### FRAGMENTO SELECCIONADO
§ §
El ideario poético de Querol se recoge en distintas composiciones de carácter circunstancial. Las más interesantes son las epístolas a Gaspar Núñez de Arce, por sus Gritos de combate (como subrayaría Valera, 1878, pág. 263) y la que destina a P. Antonio de Alarcón, con quien mantuvo una relación bastante estrecha en algunos momentos de su vida1. En esta última carta, «acerca de la poesía», pueden espigarse reflejos muy congruentes con su época pero también con aquel «último baluarte, el único reducto invulnerable de ser» que Gullón hizo patrimonio de los modernistas: la «invención salvadora» que anima la Poesía en mayúsculas, el Ideal rubeniano de arranque romántico [Gullón, 1963, pág. 39]:


¡Numen severo de la historia!
-Vive
todo lo que el poëta
con sabio ritmo sonoro escribe;
muere lo que desdeña!-


La confianza en la palabra escrita -«mi fe en ti», escribe Querol en el mismo poema (pág. 4)- evoca ciertamente la enérgica defensa, tan característica del modernismo, de la poesía vinculada a elementos visionarios y mágicos. Incluso anticipa algo de ese peculiar misticismo del vate que trasciende la inmediatez de los sentidos y canta la esperanza ante el misterio, tan romántico y tan inaccesible como la «adusta perfección», como el «secreto ideal» que Rubén Darío exaltaría en «Yo soy aquel que ayer...» o «El coloquio de los centauros»:


el vate, el sacerdote, suele oír el acento
desconocido; a veces enuncia el vago viento
un misterio...
§ §
### EJERCICIOS
A - Traduce al inglés esta oración del fragmento sobre Querol: «El ideario poético de Querol se recoge en distintas composiciones de carácter circunstancial.»
B - Copia del fragmento sobre Querol el pasaje que va desde «El ideario poético» hasta «de la historia!», incluidas ambas expresiones.

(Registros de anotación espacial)
§ §
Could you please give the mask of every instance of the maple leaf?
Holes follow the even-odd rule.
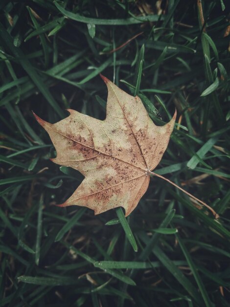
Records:
[[[58,205],[85,206],[95,214],[122,206],[127,216],[146,192],[151,171],[167,148],[176,111],[169,123],[157,126],[139,97],[101,77],[108,90],[104,120],[70,109],[68,117],[54,124],[34,115],[56,149],[57,156],[51,160],[85,176]]]

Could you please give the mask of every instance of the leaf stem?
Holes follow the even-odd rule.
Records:
[[[174,185],[176,187],[177,187],[178,189],[179,189],[179,190],[181,190],[181,191],[182,191],[182,192],[184,192],[184,193],[185,194],[187,194],[187,195],[188,195],[189,196],[190,196],[193,200],[195,200],[195,201],[197,201],[197,202],[198,202],[200,204],[202,204],[202,205],[203,205],[204,206],[205,206],[208,209],[209,209],[210,210],[210,211],[211,211],[212,213],[214,216],[215,218],[218,219],[219,217],[219,215],[216,212],[216,211],[213,209],[212,209],[212,208],[211,207],[209,206],[208,205],[207,205],[207,204],[206,204],[204,202],[202,202],[202,201],[201,201],[198,198],[197,198],[196,197],[194,196],[192,194],[191,194],[190,193],[188,193],[188,192],[187,192],[186,191],[185,191],[185,190],[184,190],[184,189],[181,188],[179,185],[177,185],[177,184],[176,184],[176,183],[174,183],[174,182],[173,182],[173,181],[171,181],[169,179],[167,179],[167,178],[165,178],[163,176],[161,176],[160,175],[158,175],[158,174],[156,174],[156,173],[154,173],[153,172],[151,172],[150,171],[148,171],[148,173],[149,174],[151,174],[151,175],[154,175],[155,176],[156,176],[157,177],[159,177],[159,178],[161,178],[161,179],[163,179],[164,180],[165,180],[165,181],[167,181],[168,182],[169,182],[169,183],[171,183],[171,184],[172,184],[173,185]]]

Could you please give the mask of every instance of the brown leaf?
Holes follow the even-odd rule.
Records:
[[[35,115],[57,151],[52,159],[84,176],[64,204],[85,206],[95,214],[123,207],[127,216],[148,187],[151,171],[160,162],[173,129],[176,112],[162,127],[153,123],[138,96],[131,96],[107,78],[106,118],[96,119],[73,110],[53,125]]]

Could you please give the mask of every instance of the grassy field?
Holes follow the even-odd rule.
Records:
[[[227,307],[230,300],[227,0],[1,0],[0,306]],[[226,7],[225,6],[226,5]],[[102,74],[176,124],[137,208],[65,201],[82,175],[50,161],[72,108],[103,119]]]

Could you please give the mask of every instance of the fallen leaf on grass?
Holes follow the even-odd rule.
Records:
[[[122,206],[126,216],[147,190],[173,129],[176,112],[163,126],[156,126],[140,99],[102,77],[108,90],[104,121],[68,110],[54,124],[34,114],[55,147],[52,160],[79,171],[85,179],[64,204],[85,206],[95,214]]]

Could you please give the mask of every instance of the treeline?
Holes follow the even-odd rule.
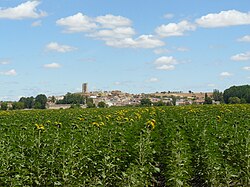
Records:
[[[36,97],[21,97],[18,102],[1,103],[1,110],[20,110],[20,109],[46,109],[47,97],[44,94],[39,94]]]
[[[250,85],[232,86],[224,92],[215,89],[212,98],[205,95],[204,104],[212,104],[212,100],[226,104],[250,103]]]
[[[85,101],[86,97],[68,92],[63,99],[56,101],[56,104],[85,104]]]

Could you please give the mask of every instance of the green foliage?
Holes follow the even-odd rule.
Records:
[[[24,108],[33,108],[35,104],[35,98],[34,97],[21,97],[19,99],[19,102],[24,103]]]
[[[81,108],[80,104],[72,104],[70,105],[71,109]]]
[[[149,98],[143,98],[141,99],[141,106],[151,106],[152,102]]]
[[[223,97],[225,103],[229,103],[230,97],[238,97],[250,103],[250,85],[232,86],[224,91]]]
[[[229,97],[228,102],[229,104],[240,104],[241,100],[238,97]]]
[[[205,101],[204,101],[204,104],[212,104],[213,101],[211,99],[211,97],[208,97],[207,96],[207,93],[205,93]]]
[[[57,104],[84,104],[85,98],[80,94],[67,93],[62,100],[57,101]]]
[[[224,102],[224,99],[223,99],[223,93],[222,92],[220,92],[219,90],[217,90],[217,89],[214,89],[214,91],[213,91],[213,99],[215,100],[215,101],[220,101],[220,102]]]
[[[1,110],[8,110],[8,103],[7,102],[1,103]]]
[[[47,97],[44,94],[39,94],[35,98],[35,105],[36,109],[45,109],[47,103]]]
[[[164,103],[163,101],[158,101],[154,103],[154,106],[166,106],[166,103]]]
[[[95,104],[92,98],[87,98],[87,108],[95,108]]]
[[[107,107],[107,104],[103,101],[100,101],[98,104],[97,104],[98,108],[106,108]]]
[[[12,110],[20,110],[24,109],[24,103],[23,102],[14,102],[12,103]]]
[[[250,186],[250,105],[0,111],[0,186]]]

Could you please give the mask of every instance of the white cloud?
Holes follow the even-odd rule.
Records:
§ §
### RESULTADOS POR EJERCICIO
A - Querol's poetic ideals are set out in various compositions of an occasional nature.

B -
El ideario poético de Querol se recoge en distintas composiciones de carácter circunstancial. Las más interesantes son las epístolas a Gaspar Núñez de Arce, por sus Gritos de combate (como subrayaría Valera, 1878, pág. 263) y la que destina a P. Antonio de Alarcón, con quien mantuvo una relación bastante estrecha en algunos momentos de su vida1. En esta última carta, «acerca de la poesía», pueden espigarse reflejos muy congruentes con su época pero también con aquel «último baluarte, el único reducto invulnerable de ser» que Gullón hizo patrimonio de los modernistas: la «invención salvadora» que anima la Poesía en mayúsculas, el Ideal rubeniano de arranque romántico [Gullón, 1963, pág. 39]:


¡Numen severo de la historia!